__WHAT THE TASK REQUIRES__.
Reproduce the records word for word, starting at the line that contains "as [[535, 85]]." and ending at the line that contains "[[101, 153]]", leaving out the pictures.

__TASK INPUTS__.
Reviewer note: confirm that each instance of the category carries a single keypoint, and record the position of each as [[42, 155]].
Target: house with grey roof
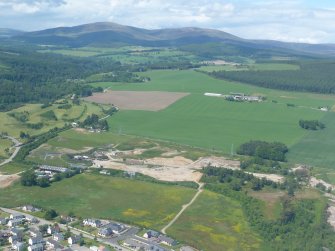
[[30, 208], [58, 237], [92, 223], [18, 246], [16, 232], [3, 221], [151, 234], [36, 240], [15, 222], [105, 232], [74, 239], [33, 232], [32, 219], [52, 244], [167, 240], [36, 247], [14, 216]]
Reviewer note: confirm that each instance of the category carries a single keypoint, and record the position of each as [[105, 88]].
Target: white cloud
[[287, 20]]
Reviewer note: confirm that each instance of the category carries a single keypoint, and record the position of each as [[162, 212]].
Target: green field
[[4, 144], [212, 122], [13, 126], [87, 195], [215, 222]]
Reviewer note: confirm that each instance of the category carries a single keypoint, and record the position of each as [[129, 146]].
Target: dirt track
[[132, 100], [7, 180]]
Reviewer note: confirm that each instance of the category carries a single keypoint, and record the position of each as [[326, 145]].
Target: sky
[[308, 21]]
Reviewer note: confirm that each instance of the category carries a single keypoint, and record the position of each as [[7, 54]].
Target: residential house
[[18, 246], [15, 222], [53, 229], [58, 237], [105, 232], [167, 240], [92, 223], [36, 247], [15, 216], [36, 240], [74, 239], [134, 244], [30, 208], [116, 228], [52, 244], [13, 239], [155, 248], [3, 221], [151, 234], [33, 232], [16, 232], [32, 219]]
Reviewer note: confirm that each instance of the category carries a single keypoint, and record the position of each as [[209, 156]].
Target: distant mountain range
[[7, 33], [111, 34]]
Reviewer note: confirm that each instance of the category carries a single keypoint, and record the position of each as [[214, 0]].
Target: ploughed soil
[[137, 100]]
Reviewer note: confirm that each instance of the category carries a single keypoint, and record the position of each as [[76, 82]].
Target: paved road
[[17, 145], [200, 190], [112, 243]]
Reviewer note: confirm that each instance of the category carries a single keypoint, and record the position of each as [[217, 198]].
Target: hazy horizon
[[304, 21]]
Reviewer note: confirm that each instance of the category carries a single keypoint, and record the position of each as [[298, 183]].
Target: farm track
[[17, 145], [200, 190]]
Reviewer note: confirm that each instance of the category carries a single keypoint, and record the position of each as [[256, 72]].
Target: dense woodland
[[311, 124], [27, 76], [312, 77], [300, 224], [272, 151]]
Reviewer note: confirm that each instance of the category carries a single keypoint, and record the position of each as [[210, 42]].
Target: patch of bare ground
[[176, 168], [46, 149], [7, 180], [137, 100], [314, 181], [272, 177], [269, 197], [81, 130]]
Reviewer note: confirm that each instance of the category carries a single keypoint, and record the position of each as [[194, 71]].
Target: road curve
[[184, 207]]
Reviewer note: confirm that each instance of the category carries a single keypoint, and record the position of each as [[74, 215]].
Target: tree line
[[311, 124], [312, 77], [272, 151]]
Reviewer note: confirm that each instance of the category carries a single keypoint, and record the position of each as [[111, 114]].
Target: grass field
[[212, 122], [87, 195], [13, 168], [4, 144], [215, 222], [13, 126]]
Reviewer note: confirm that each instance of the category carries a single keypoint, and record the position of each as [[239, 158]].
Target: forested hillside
[[27, 76], [312, 77]]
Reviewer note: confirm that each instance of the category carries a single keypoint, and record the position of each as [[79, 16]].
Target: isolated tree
[[28, 178]]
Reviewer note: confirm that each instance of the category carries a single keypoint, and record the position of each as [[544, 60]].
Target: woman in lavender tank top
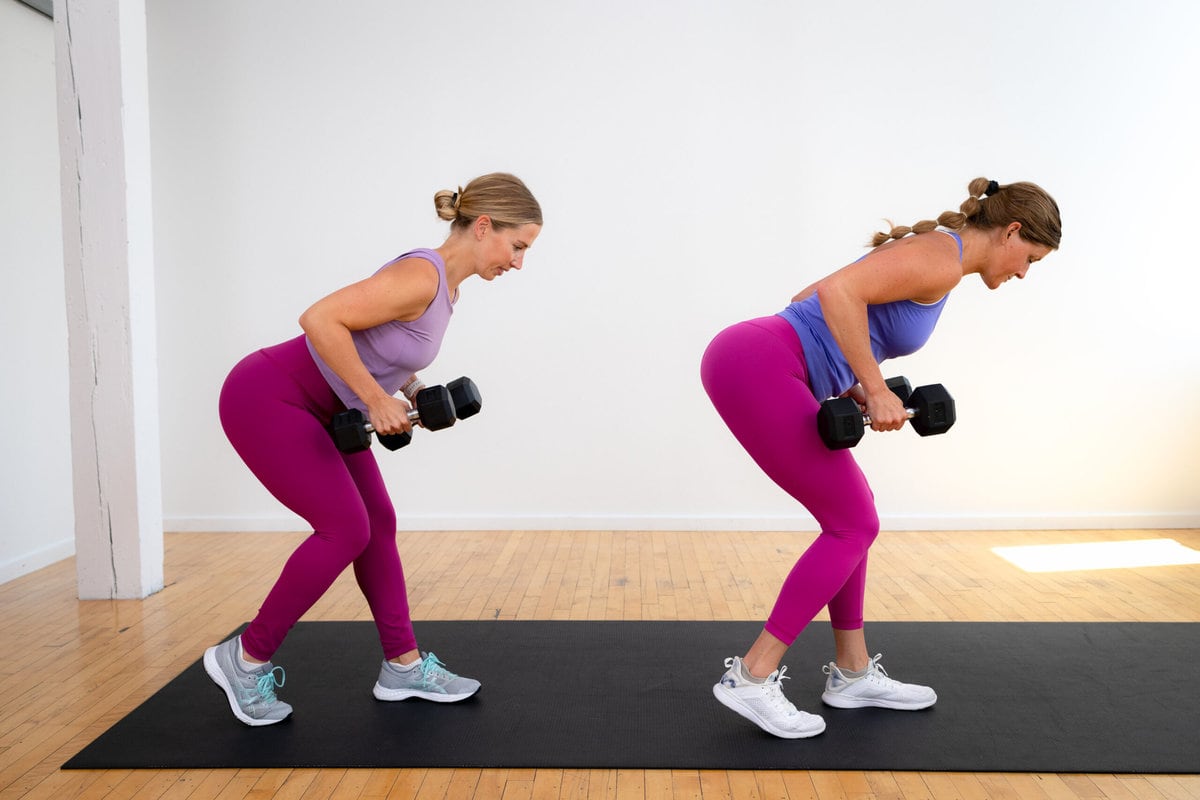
[[766, 378], [360, 347]]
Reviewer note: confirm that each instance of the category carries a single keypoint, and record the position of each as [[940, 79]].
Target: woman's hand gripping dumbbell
[[930, 410], [433, 408]]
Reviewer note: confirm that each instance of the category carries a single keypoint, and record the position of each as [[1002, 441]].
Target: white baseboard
[[1151, 521], [34, 561]]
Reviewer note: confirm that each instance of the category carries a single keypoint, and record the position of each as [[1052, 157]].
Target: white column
[[108, 262]]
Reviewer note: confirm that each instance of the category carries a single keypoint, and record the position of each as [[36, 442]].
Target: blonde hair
[[993, 205], [502, 197]]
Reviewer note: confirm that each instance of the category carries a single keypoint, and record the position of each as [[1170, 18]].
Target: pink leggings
[[275, 408], [756, 377]]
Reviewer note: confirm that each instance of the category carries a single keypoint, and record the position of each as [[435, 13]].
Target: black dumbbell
[[930, 409], [433, 409], [466, 397]]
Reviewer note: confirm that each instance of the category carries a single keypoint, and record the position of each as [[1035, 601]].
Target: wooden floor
[[72, 668]]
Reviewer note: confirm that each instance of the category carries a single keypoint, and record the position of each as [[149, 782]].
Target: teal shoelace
[[432, 671], [267, 684]]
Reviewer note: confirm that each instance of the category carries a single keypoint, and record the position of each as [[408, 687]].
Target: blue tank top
[[895, 329], [395, 350]]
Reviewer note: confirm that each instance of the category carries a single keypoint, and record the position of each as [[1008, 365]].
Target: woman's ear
[[481, 226]]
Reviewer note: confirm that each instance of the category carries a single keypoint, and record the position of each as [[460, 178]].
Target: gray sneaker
[[429, 679], [251, 693]]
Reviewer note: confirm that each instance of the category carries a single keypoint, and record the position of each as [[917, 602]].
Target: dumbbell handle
[[414, 416], [909, 413]]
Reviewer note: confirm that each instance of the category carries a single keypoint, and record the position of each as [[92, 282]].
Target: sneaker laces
[[267, 684], [432, 669], [774, 692], [880, 675]]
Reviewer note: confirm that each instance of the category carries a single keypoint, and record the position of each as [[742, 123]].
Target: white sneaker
[[765, 703], [874, 689]]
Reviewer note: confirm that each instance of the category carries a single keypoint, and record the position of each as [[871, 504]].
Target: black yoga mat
[[1014, 697]]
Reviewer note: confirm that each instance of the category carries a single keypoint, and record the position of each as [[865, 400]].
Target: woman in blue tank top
[[767, 378]]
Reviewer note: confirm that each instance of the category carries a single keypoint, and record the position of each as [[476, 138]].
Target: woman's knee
[[383, 521]]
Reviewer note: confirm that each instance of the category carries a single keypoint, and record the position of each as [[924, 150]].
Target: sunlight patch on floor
[[1098, 555]]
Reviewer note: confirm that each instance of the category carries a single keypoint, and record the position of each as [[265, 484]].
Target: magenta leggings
[[275, 408], [756, 377]]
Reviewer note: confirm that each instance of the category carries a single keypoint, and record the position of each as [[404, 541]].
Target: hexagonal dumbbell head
[[351, 433], [840, 422], [467, 400], [435, 408], [900, 388], [934, 409]]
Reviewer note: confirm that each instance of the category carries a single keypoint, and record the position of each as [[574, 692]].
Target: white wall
[[697, 162], [36, 518]]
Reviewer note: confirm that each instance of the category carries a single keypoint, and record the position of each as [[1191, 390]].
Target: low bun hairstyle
[[994, 205], [502, 197]]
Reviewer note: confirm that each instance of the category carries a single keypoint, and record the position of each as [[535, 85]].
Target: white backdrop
[[697, 163]]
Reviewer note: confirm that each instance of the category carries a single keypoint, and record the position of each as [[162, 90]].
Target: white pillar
[[108, 262]]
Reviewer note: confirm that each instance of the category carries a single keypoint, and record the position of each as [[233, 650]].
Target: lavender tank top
[[395, 350], [895, 329]]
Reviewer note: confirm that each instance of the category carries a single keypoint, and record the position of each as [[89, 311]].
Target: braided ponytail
[[991, 205]]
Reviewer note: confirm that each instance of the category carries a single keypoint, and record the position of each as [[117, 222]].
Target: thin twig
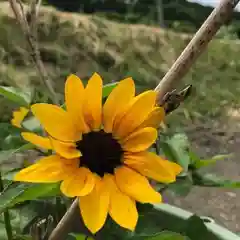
[[31, 37], [62, 228], [196, 46], [6, 215]]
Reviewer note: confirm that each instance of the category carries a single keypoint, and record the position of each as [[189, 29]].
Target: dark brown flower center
[[101, 153]]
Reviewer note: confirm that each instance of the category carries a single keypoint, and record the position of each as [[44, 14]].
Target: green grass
[[83, 44]]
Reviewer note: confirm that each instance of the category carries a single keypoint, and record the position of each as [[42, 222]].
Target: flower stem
[[6, 215]]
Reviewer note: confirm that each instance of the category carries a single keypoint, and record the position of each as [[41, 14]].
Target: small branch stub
[[195, 47]]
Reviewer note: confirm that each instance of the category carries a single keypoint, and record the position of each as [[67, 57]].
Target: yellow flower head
[[100, 152], [18, 116]]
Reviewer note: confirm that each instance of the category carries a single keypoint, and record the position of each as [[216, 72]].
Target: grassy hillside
[[82, 44]]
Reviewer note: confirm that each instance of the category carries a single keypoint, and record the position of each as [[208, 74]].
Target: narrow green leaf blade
[[23, 192], [166, 235], [16, 95], [80, 236], [206, 162], [176, 148], [211, 180]]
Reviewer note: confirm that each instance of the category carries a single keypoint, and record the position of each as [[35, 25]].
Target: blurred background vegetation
[[122, 38], [141, 39]]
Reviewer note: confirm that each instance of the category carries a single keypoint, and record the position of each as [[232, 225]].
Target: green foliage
[[40, 202], [23, 98]]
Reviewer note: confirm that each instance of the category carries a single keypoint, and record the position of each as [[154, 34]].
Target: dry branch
[[195, 47]]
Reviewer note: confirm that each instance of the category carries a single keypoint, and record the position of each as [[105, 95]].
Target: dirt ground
[[223, 205]]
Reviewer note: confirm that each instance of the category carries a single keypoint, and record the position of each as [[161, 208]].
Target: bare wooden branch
[[62, 229], [195, 47], [31, 37]]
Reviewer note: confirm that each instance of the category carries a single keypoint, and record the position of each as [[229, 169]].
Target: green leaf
[[32, 124], [196, 229], [80, 236], [176, 148], [107, 89], [211, 180], [181, 187], [168, 236], [206, 162], [16, 95], [23, 192]]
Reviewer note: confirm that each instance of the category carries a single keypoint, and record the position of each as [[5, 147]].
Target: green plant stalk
[[6, 215]]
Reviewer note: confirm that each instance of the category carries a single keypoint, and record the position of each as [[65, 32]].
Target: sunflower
[[100, 152], [18, 116]]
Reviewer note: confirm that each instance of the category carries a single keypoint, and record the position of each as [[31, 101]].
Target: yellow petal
[[140, 108], [18, 116], [140, 140], [122, 208], [80, 183], [48, 169], [56, 121], [74, 97], [155, 118], [153, 166], [92, 108], [42, 142], [94, 206], [116, 103], [136, 186], [65, 149]]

__WORKED ANSWER__.
Reviewer note: confirm that each instance of the category carries a single keypoint, and record the position of each as [[535, 85]].
Target: white backdrop
[[697, 163]]
Reviewer note: confirm that each instance of the category carries a single keypoint, and record the position of each as [[162, 90]].
Target: white pillar
[[108, 262]]
Reviewer note: confirm that each instance of the category carries a single keypoint, and record the position of each as [[233, 650]].
Target: lavender tank top
[[395, 350], [895, 329]]
Reviewer note: confirm that each instance of the category carries a single keypoint, and record the position of each as [[89, 311]].
Target: braided ponytail
[[991, 205]]
Reviewer note: confirm that each instance of the category carries a single keypoint, and record the position of each as [[117, 222]].
Target: thin twig
[[31, 37], [62, 228], [196, 46], [6, 215]]
Reviewer note: confirm that each instance of the category carries a single keypoint, and record the position of each as [[189, 29]].
Target: dark brown flower center
[[101, 153]]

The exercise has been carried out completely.